- **WORK TO COMPLETE**: Count the lines in the entries below that contain the string "gray". Reply with the number alone.

- **TASK INPUT**:
<<<<
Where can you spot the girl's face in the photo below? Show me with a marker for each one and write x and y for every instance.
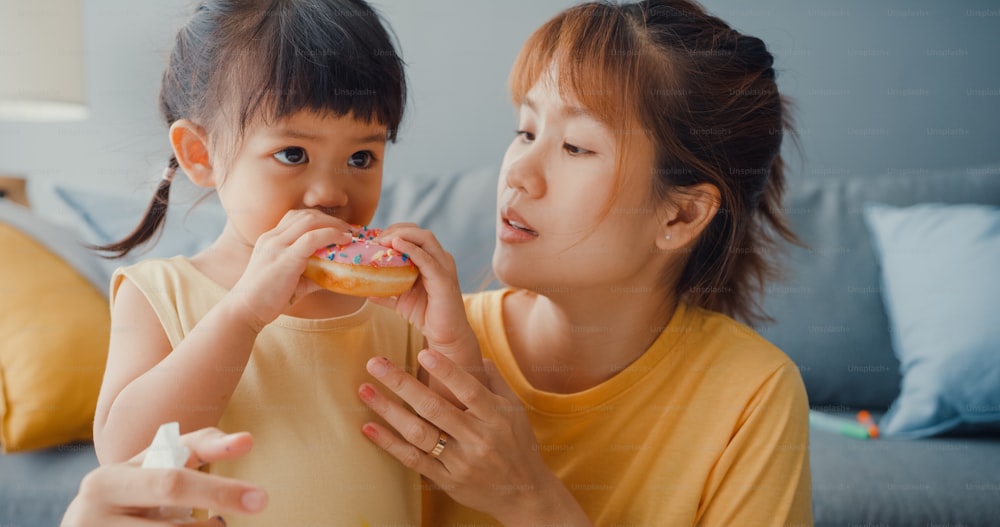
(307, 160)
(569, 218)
>>>>
<<<<
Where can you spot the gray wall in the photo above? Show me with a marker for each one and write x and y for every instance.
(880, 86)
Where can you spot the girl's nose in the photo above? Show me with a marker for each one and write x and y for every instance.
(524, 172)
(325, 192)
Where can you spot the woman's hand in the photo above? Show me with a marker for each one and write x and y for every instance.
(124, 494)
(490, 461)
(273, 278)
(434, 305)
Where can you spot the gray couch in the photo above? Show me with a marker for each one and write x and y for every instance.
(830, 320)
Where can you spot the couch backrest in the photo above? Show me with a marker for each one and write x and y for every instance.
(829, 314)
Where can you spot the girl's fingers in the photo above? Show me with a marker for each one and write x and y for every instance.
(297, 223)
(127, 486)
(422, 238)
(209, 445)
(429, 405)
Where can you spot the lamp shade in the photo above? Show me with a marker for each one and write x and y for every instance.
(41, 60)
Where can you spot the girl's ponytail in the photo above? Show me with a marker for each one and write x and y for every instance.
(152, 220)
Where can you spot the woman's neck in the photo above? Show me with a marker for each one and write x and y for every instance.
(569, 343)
>>>>
- **RESPONSE TO THIS TASK**: 2